Task details
Count how many lines of the data below contain the string "flower"; the reply should be that number alone.

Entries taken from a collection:
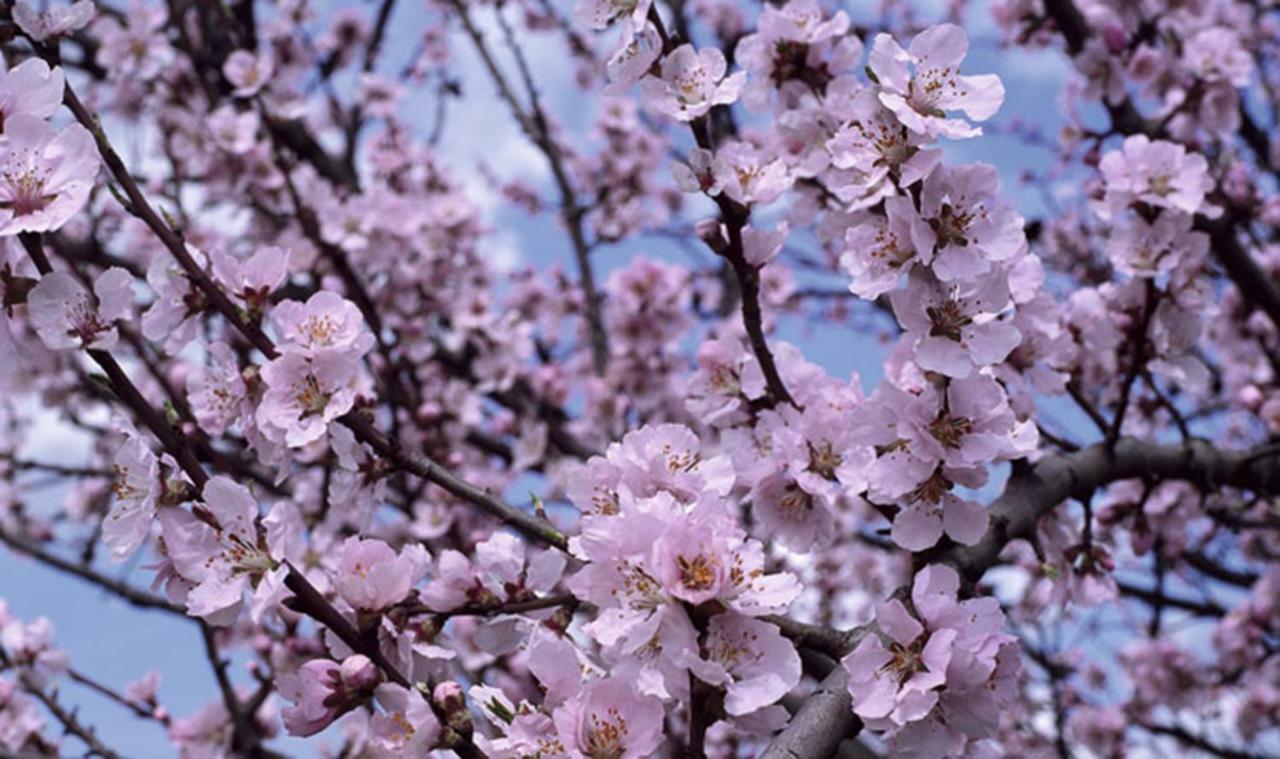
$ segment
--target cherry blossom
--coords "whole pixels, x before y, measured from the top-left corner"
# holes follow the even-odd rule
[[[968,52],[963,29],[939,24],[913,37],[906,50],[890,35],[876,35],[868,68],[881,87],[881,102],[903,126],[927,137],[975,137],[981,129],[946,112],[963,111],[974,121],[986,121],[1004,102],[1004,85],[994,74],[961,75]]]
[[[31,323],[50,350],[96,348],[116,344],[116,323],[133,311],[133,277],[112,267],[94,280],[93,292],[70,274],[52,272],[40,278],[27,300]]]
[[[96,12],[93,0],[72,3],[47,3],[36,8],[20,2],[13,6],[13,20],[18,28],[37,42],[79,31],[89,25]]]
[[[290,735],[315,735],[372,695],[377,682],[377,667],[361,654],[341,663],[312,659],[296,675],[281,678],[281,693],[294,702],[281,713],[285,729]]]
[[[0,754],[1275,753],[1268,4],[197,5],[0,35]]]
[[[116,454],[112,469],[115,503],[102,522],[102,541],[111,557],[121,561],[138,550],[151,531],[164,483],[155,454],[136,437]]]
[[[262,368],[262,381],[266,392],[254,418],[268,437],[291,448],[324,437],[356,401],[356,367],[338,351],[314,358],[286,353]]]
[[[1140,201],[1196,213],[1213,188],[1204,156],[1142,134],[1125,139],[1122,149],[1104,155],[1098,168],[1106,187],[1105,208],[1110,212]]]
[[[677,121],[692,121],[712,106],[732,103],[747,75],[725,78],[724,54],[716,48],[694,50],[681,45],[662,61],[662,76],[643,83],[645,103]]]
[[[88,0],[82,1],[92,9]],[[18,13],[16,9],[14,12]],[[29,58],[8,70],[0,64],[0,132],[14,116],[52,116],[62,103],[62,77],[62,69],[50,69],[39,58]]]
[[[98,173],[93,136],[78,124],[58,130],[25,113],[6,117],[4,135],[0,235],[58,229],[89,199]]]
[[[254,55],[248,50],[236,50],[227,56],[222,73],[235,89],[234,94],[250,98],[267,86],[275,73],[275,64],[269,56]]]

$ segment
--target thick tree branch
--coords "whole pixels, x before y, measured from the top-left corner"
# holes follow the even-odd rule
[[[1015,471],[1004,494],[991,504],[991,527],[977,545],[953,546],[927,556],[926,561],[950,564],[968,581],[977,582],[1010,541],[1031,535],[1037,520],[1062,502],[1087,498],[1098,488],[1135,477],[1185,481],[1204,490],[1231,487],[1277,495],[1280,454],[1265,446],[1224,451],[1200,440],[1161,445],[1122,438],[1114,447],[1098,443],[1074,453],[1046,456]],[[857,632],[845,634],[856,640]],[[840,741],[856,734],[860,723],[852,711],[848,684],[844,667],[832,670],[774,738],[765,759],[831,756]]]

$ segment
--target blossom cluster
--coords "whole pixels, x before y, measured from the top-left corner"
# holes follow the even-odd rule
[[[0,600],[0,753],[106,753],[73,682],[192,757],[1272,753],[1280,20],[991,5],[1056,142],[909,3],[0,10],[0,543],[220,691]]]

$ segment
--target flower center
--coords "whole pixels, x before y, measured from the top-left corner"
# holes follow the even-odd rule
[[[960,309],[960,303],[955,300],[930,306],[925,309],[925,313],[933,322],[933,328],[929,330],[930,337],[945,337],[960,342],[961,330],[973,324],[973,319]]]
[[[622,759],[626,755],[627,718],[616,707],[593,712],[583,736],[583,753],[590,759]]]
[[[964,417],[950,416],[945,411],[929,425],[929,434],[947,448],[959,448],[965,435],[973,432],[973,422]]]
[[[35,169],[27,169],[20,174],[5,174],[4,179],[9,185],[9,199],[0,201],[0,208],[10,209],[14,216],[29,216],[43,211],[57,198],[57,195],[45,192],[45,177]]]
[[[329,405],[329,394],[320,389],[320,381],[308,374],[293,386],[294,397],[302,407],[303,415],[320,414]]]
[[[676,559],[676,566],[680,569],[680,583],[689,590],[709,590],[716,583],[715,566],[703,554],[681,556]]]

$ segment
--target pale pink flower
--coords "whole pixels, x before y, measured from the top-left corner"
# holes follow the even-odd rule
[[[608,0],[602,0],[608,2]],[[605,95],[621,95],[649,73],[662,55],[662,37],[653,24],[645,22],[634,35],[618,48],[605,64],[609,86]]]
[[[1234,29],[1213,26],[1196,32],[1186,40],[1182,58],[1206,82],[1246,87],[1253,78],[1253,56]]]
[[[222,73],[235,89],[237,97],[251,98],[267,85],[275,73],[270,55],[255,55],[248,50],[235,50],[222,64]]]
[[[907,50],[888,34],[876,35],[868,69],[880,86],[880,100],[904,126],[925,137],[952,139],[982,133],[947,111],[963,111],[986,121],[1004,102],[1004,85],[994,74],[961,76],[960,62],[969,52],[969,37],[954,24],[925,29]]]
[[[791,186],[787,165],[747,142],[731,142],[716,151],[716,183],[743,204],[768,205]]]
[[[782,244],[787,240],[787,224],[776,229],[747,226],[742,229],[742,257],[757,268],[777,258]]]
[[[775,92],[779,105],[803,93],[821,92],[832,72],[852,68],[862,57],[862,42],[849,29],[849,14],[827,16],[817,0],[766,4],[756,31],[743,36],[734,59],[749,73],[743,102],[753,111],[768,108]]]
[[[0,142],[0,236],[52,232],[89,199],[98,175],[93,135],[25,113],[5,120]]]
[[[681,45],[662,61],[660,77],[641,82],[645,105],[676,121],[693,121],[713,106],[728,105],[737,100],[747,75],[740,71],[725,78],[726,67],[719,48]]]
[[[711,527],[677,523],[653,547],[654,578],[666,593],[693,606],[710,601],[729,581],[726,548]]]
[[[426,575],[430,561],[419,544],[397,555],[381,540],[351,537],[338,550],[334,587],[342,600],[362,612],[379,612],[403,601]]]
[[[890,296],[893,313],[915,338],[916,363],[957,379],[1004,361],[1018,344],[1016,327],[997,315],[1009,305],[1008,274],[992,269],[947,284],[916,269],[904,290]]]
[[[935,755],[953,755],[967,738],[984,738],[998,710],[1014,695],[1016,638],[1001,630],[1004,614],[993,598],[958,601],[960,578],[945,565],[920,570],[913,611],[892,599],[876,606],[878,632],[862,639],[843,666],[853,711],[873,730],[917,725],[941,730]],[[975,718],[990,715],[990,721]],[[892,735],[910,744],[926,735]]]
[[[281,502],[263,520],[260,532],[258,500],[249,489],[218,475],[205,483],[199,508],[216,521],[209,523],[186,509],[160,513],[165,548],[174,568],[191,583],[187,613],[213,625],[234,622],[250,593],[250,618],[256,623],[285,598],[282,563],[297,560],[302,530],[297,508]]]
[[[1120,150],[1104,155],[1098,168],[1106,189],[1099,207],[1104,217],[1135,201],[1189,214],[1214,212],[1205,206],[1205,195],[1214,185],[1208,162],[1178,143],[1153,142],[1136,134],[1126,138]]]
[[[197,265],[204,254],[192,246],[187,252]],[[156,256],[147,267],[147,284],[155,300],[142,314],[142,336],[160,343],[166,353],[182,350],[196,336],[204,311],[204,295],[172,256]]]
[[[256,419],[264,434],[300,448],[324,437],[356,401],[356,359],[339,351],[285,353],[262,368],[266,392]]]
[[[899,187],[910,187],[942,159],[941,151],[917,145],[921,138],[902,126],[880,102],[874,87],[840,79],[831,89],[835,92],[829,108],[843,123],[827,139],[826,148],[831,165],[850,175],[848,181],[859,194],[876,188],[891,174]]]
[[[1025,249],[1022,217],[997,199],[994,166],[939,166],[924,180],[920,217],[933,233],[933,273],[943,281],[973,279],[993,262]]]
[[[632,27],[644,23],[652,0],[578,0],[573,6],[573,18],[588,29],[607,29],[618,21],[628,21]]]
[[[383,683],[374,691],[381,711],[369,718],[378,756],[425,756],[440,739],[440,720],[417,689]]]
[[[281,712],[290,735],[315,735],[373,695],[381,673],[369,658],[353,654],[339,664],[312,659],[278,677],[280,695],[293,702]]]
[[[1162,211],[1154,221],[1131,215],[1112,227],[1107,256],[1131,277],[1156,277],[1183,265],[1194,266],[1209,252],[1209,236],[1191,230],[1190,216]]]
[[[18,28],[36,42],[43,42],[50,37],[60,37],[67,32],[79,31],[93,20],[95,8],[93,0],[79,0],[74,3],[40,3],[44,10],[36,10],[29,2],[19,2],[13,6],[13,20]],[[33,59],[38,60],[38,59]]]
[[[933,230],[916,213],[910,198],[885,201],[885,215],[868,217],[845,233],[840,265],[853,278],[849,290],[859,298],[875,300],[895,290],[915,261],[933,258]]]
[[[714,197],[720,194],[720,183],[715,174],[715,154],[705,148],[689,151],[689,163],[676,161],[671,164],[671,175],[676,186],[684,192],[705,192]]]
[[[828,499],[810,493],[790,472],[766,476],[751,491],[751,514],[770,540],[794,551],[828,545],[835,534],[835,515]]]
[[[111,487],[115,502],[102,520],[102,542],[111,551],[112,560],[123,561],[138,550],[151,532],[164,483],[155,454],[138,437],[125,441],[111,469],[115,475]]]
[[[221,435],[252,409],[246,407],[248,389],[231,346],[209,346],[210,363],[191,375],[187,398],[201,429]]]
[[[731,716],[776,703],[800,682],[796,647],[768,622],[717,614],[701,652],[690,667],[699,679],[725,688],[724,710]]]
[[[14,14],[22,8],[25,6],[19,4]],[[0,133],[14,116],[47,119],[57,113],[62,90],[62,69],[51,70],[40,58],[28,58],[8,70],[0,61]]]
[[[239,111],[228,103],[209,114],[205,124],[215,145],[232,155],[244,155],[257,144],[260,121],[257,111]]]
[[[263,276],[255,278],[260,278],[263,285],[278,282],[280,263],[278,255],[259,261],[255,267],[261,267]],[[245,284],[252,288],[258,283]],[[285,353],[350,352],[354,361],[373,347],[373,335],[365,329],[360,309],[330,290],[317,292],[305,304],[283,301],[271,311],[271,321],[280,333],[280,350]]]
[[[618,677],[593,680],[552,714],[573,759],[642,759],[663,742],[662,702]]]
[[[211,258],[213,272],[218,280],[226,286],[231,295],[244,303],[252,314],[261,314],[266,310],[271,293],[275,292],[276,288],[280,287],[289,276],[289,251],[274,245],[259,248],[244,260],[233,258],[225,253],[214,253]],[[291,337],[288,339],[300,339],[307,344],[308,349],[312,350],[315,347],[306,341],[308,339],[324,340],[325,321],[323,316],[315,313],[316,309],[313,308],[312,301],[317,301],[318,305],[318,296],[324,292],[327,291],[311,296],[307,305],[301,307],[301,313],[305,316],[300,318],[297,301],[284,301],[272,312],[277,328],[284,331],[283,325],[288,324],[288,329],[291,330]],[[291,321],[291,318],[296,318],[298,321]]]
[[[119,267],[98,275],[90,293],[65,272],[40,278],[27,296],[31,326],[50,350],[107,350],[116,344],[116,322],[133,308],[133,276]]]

Your solution
2